-- Begin SOURCE DATA --
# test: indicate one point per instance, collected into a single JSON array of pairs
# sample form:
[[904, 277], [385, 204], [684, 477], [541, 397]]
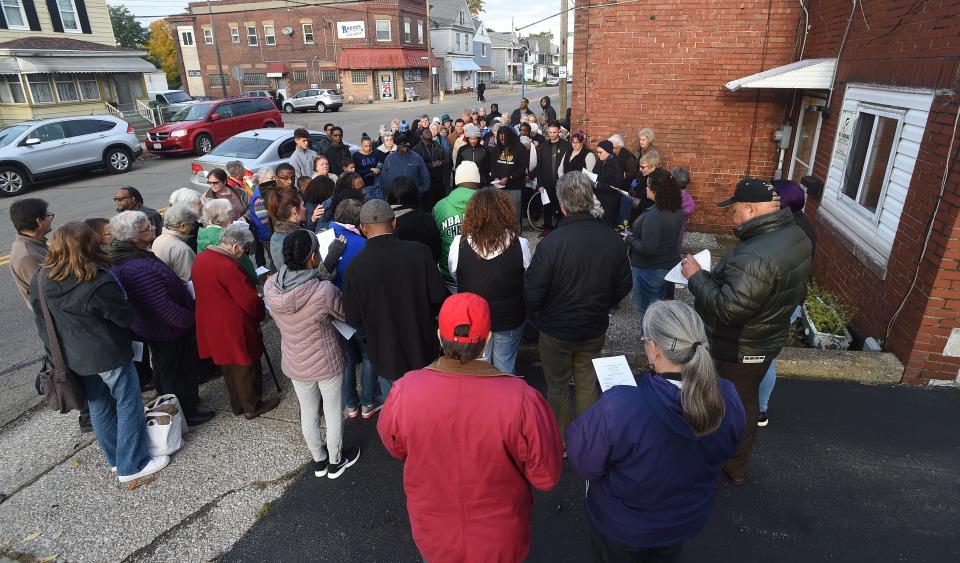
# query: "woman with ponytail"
[[652, 453], [304, 305]]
-- End SOURCE DATA --
THE EXERCISE: Repeat the material verbatim. Do not carry over any picture.

SOLVED EXERCISE:
# test: indicate one point per instance, collected into a single JSON array of pairs
# sample form:
[[904, 277], [385, 204], [684, 477], [541, 397]]
# query: "woman with ponytail"
[[652, 453], [304, 305]]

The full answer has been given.